■ **Document passage**
------

Asynchronous Data Sampling, Double Edge Triggered Flip-Flop, Clock Gating


Power consumption is becoming an crucial factor in digital designs. For a digital system, the power spent on the clock-tree and the storage element is a major source of power consumption. The Clock system accounts for 30% to 60% of the total power dissipation. As a result, deducing the power consumed by storage elements such as flip-flops and clock system will have a deep impact on the total power consumption. One effective and efficient approach is Double edge triggered flip flop (DETFF).Dual edge clocking requires Dual Edge-Triggered Storage Elements (DETSE), capable of capturing data on both rising and falling edge of the clock. Main advantage of DETSE is their operation at half the frequency of the conventional single-edge clocking, while obtaining the same data throughput. The second technique is Clock-gating for a large digital system, clock-gating technique is used to reduce the power consumed on idle circuitry in the design. The DETFF and clock gating combined together to further reduce dynamic power but it introduces the asynchronous data sampling problem between the clock edges at the output side it creates the data miss-communication error. This paper deals with the design of shift register with DETFF various clock gated DETFF proposed to analyze the sampling problem


A. Double Edge Triggered Half-Static Clock-Gated D Flip-Flop:
The Double Edge triggered half Static Clock Gated D-type Flip-Flop (DHSCGFF) design[1] ,which consists of two identical dynamic master latches and a half-static slave latch. Compared with the SET implementation[2], this DHSCGFF consists of an additional master latch in parallel to the original master latch. Unlike Yu's circuit[3], the proposed circuit does not swap the use of master and slave latches in alternative clock phases to avoid the problem of coupling the half-static latch directly to the input data path. Instead, these two master latches are triggered in alternative clock edges, which are controlled by two complementary signals C and Cbar..
A half-static slave latch stores the data from each master latch in alternative clock phases. The clock-gating circuit compares D with Q and outputs a logic "HIGH" at R to turn transistor M2 off when D = Q. This configuration suppresses the control signal C by deactivating the inverter chain. The core of the flip-flop is edge-triggered by C and Cbar so that it does not require the use of any pulse generator to generate a pulse-like transparent window within the flip-flop. The pass transistor logic simplifies the circuit and reduces the internal power dissipation.The circuit complexity and transistor count of the DHSCGFF is reduced by using pass transistor based clock-gating circuit, dynamic master latches and half-static slave latch, and thus reduces the total power dissipation. In contrast to other Latch-Mux double edge-triggered flip-flops that place a logic keeper at Node X2 to floating nodes (as well as the corresponding Node X1 in upper path), Tam’s design added switches MB1 and MB2 into the latch that intentionally isolate Nodes X1 and X2.
For transitions on D input that occur during global clock CLK=0, an asynchronous pulse is generated on internal clock. Then before switch MA2 turns OFF, there is only a very short amount of time for Node X0 to charge or discharge. If the value of X0 is strong enough to flip the nodes to the output, then an asynchronous transition will appear at the output. Otherwise, if the first trigger of the lower path has not successfully passed the input D to the output, then the upper path serves as a backup that will be triggered at the next falling edge of internal clock C.

------

■ **Provided records**
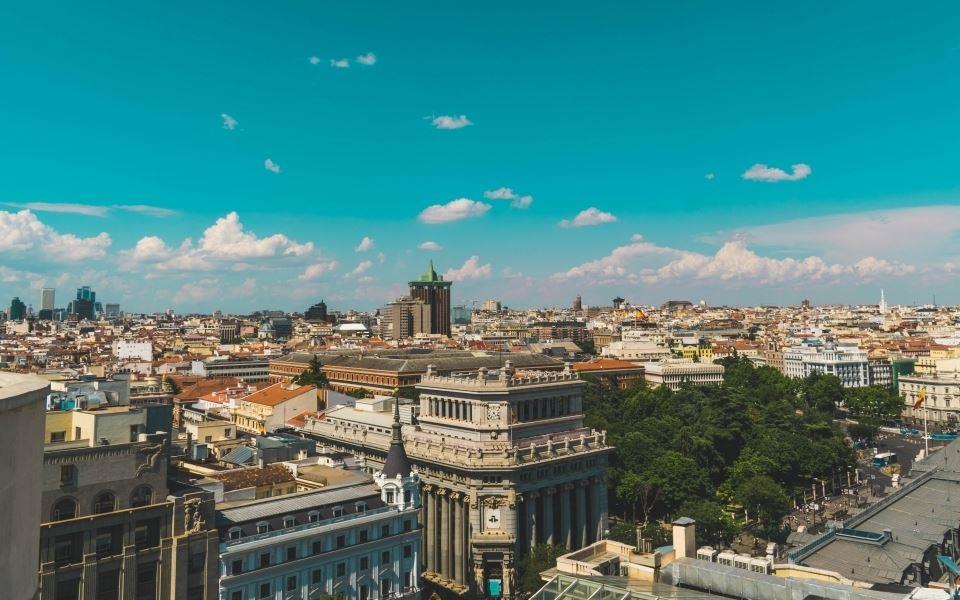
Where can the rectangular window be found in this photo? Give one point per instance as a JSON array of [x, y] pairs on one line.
[[196, 562], [68, 475], [108, 585], [146, 581]]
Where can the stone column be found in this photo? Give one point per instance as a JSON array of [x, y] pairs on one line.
[[546, 525], [580, 533], [602, 504], [596, 531], [566, 535], [444, 567], [456, 500], [430, 533], [530, 512]]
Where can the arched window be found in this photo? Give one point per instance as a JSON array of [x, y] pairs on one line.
[[104, 502], [142, 496], [65, 508]]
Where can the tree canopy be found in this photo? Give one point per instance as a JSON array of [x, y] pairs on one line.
[[755, 441]]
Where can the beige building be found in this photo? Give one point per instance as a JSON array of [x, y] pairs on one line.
[[406, 317], [112, 529], [675, 373], [270, 408], [21, 455], [942, 403]]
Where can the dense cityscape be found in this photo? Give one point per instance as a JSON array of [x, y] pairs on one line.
[[573, 300], [429, 449]]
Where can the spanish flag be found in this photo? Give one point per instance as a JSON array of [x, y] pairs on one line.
[[920, 398]]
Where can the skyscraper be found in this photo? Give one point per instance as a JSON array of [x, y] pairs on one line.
[[18, 310], [435, 292], [83, 306], [47, 298]]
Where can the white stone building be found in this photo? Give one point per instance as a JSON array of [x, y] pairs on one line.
[[849, 363], [675, 373]]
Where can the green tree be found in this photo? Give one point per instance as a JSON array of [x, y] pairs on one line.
[[714, 526], [313, 375], [765, 498], [540, 558], [677, 478], [875, 402]]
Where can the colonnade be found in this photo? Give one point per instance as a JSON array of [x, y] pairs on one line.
[[446, 532], [571, 514]]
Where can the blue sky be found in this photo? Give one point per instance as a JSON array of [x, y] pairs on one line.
[[596, 148]]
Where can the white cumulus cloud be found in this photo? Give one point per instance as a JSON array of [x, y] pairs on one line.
[[455, 210], [732, 264], [229, 123], [362, 267], [365, 244], [226, 242], [761, 172], [317, 270], [448, 122], [516, 200], [23, 232], [471, 269], [588, 218]]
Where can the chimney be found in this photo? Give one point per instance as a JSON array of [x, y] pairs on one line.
[[684, 538]]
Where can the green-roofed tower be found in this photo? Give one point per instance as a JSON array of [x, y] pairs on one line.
[[434, 291]]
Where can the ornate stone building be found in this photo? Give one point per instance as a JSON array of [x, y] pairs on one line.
[[505, 463]]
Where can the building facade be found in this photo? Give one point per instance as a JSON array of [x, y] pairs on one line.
[[849, 363], [21, 446], [431, 289], [360, 540], [674, 374], [112, 529], [505, 463], [941, 405]]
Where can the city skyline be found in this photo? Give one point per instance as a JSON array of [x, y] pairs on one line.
[[740, 155]]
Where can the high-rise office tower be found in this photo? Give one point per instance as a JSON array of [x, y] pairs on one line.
[[47, 296], [83, 306], [18, 310], [432, 290]]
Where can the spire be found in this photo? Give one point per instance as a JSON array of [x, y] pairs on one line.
[[397, 463]]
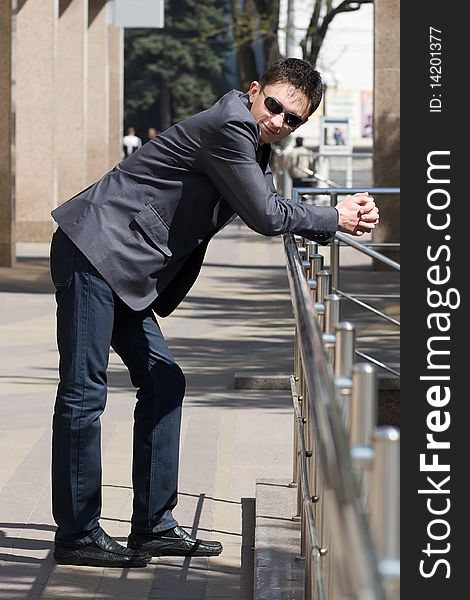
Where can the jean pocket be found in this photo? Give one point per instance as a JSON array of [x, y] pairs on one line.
[[62, 260]]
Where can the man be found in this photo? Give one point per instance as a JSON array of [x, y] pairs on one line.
[[151, 133], [132, 244], [130, 142], [300, 163]]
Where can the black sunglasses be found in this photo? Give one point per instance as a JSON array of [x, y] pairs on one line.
[[276, 108]]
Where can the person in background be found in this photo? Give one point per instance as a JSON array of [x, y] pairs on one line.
[[130, 142], [151, 133], [300, 164], [130, 247]]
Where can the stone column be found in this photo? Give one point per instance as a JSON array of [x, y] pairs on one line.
[[387, 119], [36, 105], [98, 91], [7, 135], [116, 93], [72, 96]]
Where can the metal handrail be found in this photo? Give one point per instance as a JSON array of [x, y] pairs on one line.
[[359, 568], [363, 247]]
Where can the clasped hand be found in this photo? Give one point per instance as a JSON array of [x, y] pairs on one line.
[[358, 214]]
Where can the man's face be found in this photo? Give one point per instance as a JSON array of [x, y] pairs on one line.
[[273, 127]]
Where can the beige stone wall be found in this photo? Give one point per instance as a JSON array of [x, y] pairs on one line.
[[69, 104], [72, 99], [36, 95], [98, 92], [387, 117], [116, 94], [7, 135]]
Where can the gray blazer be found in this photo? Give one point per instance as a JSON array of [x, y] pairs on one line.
[[146, 224]]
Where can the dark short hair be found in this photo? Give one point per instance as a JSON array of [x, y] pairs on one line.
[[299, 73]]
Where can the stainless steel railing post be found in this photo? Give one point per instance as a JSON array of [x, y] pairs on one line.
[[363, 420], [384, 507], [344, 358]]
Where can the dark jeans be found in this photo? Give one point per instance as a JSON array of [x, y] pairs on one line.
[[90, 320]]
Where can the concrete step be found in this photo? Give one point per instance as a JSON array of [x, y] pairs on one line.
[[279, 572]]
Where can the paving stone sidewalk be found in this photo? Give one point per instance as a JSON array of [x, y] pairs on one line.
[[236, 319]]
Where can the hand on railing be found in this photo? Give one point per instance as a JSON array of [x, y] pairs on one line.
[[358, 214]]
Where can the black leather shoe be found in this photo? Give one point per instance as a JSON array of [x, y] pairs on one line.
[[104, 552], [175, 542]]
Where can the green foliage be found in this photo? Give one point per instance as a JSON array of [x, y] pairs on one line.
[[174, 72]]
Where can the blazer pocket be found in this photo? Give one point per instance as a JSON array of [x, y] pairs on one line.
[[155, 228], [62, 260]]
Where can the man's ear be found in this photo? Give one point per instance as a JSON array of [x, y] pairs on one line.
[[255, 87]]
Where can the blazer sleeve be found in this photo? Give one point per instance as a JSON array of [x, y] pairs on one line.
[[228, 157]]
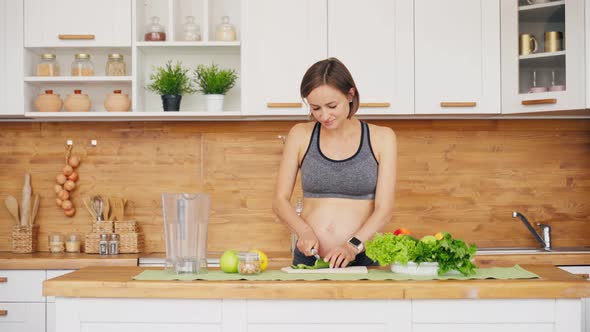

------

■ **Your task**
Rewrite the part of the clock-gating text starting with "A. Double Edge" and going on through "C and Cbar..", replacing "DHSCGFF" with "DHSCG flip-flop" throughout.

■ **Exercise output**
A. Double Edge Triggered Half-Static Clock-Gated D Flip-Flop:
The Double Edge triggered half Static Clock Gated D-type Flip-Flop (DHSCG flip-flop) design[1] ,which consists of two identical dynamic master latches and a half-static slave latch. Compared with the SET implementation[2], this DHSCG flip-flop consists of an additional master latch in parallel to the original master latch. Unlike Yu's circuit[3], the proposed circuit does not swap the use of master and slave latches in alternative clock phases to avoid the problem of coupling the half-static latch directly to the input data path. Instead, these two master latches are triggered in alternative clock edges, which are controlled by two complementary signals C and Cbar..